**Verilen alıştırma 1**. Kayıtlardan "leaves" sözcüğünü içeren her satırı çıkarın. Büyük ve küçük harf ayrımı önemlidir.

Davacılar, mirasbırakanları ...’nın 2988 ada 14 parsel sayılı taşınmazdaki 13 nolu bağımsız bölümünün 1/2 payını 1996 yılında ikinci eşi davalı ... adına, kalan ½ payını ise fiil ehliyetinin olmadığı sırada 19.06.2008 tarihinde ...’nin ilk evliliğinden olma oğlu diğer davalı ... adına satış yolu ile temlik ettiğini, davalı ...’ın 2008 yılında diğer davalı ...’nin ½ payını da alarak taşınmazın tamamına malik olduğunu, aslında dava konusu taşınmazın davacılardan ...’in murise gönderdiği paralar ile alındığını, sonradan yapılan tüm işlemlerin mirastan mal kaçırma amaçlı ve muvazaalı olduğunu ileri sürerek dava konusu taşınmazın tapu kaydının iptali ile payları oranında adlarına tesciline, olmadığı takdirde taşınmazın rayiç değeri üzerinden hesap edilecek bedelinin faiziyle birlikte davalılardan tahsiline, olmadığı takdirde tenkisine karar verilmesini istemişlerdir.
Dahili davalı ..., davacı ...’in, murise evin alınması için 25.000 Mark verdiğini bizzat bildiğini,davanın doğru olduğunu, kabul ettiğini beyan etmiştir.
Davalı ..., dava konusu taşınmazın davacı ..."in ..."da çalıştığı paralarla değil, murisin kendi birikimi ile satın alındığını, daha sonra murisin yaşadığı maddi sıkıntılar nedeniyle murise yardımcı olmak için 9 adet bileziğini verdiğini, mirasbırakanın ise bu bileziklere karşılık olarak dava konusu taşınmazın ½ sini devrettiğini, yine yaşanılan maddi sıkıntılar nedeni ile ilk evliliğinden olma oğlu diğer davalı ...’ın kendilerine verdiği borçların ödenememesi neticesinde dava konusu taşınmazın tamamının davalı ...’a devredildiğini, murisin işlemlerin yapıldığı sırada akli dengesinin yerinde olduğunu, davalı ..., muris ile ilişkilerinin iyi olduğunu, murisin her türlü ihtiyacı ile kendisinin ilgilendiği, dava konusu taşınmazı mirasbırakanın kendisine olan borçlarını ödeyememesi nedeni ile devrettiğini, herhangi bir alzheimer hastalığının olmadığını belirterek davanın reddini savunmuşlardır.

**Verilen bilgiler**.
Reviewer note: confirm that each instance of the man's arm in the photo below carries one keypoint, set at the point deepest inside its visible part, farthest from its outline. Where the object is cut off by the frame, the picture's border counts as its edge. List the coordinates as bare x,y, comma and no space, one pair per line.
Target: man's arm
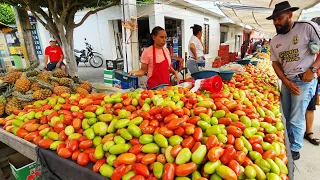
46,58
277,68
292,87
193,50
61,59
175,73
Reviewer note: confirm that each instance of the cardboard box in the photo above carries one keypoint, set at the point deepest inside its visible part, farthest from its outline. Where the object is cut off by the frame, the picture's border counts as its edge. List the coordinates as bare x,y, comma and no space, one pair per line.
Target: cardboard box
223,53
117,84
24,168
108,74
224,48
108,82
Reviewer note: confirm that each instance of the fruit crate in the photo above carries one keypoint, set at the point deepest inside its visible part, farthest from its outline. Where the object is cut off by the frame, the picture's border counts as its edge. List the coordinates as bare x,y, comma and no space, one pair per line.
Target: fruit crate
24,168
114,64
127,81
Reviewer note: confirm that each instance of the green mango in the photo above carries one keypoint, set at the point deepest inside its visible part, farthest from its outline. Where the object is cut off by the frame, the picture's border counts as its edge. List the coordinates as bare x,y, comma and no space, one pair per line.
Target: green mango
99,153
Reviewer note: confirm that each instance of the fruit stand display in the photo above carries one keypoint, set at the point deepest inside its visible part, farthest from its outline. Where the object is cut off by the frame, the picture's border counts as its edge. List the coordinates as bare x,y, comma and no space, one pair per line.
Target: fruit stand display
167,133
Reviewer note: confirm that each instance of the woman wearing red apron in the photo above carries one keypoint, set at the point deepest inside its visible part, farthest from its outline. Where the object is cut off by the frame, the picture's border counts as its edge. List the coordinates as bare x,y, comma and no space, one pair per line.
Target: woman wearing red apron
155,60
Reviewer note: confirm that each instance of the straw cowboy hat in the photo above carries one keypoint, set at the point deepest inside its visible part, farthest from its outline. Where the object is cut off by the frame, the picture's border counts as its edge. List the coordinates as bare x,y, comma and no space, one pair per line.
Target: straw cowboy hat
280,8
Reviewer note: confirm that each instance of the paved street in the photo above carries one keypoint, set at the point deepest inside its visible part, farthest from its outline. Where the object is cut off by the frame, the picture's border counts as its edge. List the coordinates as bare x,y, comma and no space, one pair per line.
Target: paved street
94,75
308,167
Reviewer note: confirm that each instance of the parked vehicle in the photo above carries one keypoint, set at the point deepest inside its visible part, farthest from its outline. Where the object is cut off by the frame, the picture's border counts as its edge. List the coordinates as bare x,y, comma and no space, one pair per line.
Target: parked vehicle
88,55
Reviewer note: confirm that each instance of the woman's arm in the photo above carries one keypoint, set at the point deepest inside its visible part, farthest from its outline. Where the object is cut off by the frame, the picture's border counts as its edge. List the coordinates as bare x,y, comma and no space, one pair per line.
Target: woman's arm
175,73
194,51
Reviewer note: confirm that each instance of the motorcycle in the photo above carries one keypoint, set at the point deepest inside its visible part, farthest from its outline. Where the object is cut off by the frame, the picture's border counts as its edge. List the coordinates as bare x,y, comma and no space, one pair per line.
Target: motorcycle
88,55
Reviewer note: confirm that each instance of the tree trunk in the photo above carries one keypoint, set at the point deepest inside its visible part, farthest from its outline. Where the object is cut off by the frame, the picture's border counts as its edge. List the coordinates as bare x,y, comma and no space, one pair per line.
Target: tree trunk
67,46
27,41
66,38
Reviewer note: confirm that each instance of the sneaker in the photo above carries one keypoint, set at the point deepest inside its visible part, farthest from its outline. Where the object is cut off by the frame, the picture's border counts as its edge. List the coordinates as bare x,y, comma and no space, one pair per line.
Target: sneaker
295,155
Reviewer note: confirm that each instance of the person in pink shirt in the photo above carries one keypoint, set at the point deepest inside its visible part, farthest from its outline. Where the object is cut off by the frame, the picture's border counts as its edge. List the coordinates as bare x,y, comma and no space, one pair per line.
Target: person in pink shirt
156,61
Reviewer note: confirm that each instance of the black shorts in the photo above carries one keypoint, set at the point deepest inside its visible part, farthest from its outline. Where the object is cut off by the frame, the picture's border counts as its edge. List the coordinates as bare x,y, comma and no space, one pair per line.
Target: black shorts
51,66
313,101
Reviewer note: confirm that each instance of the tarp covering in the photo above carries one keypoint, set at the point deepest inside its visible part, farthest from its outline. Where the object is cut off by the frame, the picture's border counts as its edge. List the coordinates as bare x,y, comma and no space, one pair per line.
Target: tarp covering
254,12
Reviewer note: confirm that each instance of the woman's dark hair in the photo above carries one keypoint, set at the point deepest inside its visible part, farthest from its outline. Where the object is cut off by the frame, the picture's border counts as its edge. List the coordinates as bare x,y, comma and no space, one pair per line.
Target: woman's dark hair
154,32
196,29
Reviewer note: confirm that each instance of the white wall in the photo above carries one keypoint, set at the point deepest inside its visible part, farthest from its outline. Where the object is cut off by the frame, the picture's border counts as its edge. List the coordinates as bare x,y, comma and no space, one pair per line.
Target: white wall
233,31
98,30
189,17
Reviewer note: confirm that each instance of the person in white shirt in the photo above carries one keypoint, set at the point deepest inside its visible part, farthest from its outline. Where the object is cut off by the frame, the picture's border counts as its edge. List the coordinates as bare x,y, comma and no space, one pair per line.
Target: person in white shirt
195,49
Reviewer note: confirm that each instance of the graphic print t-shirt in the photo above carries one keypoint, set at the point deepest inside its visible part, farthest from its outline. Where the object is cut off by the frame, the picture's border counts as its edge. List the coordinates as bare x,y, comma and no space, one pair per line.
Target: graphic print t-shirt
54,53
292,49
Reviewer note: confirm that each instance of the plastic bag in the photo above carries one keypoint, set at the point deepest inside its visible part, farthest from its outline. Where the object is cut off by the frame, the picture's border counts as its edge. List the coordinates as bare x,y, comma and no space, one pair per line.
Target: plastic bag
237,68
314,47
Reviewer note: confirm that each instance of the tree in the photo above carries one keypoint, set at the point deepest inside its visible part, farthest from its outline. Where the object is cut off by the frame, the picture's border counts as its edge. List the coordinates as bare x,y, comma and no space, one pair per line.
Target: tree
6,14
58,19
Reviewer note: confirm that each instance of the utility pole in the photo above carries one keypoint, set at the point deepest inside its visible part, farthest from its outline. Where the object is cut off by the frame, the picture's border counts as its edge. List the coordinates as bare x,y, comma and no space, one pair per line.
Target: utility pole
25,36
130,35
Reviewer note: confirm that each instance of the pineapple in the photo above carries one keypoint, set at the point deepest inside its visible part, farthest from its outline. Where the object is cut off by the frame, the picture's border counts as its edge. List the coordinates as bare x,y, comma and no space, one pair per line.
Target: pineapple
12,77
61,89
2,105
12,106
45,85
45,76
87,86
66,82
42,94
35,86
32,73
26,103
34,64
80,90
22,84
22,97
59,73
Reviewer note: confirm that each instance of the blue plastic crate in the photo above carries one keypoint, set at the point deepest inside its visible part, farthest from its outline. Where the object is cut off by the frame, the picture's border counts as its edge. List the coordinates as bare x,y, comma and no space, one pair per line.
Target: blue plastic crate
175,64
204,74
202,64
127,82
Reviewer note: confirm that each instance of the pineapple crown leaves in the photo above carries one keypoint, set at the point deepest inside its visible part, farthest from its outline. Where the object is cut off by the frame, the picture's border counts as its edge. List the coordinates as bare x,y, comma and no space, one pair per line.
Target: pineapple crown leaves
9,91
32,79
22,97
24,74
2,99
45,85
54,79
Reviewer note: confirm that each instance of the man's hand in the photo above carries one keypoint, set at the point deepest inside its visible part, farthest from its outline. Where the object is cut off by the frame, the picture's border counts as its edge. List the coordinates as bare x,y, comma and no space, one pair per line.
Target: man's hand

**Verilen alıştırma 2**. Belge bölümüne göre dahili davalı, davacının evin alınması için murise ne kadar para verdiğini beyan etmiştir?

**Örnek çözüm 1**.
Reviewer note: confirm that each instance of the pineapple crown leaves in the photo above carries one keypoint, set at the point deepest inside its visible part, farthest from its outline. Where the object is cut off by the frame, the picture's border counts as its edge. List the coordinates as bare x,y, comma and no space, one pair per line.
Target: pineapple crown leaves

**Örnek çözüm 2**. 25.000 Mark.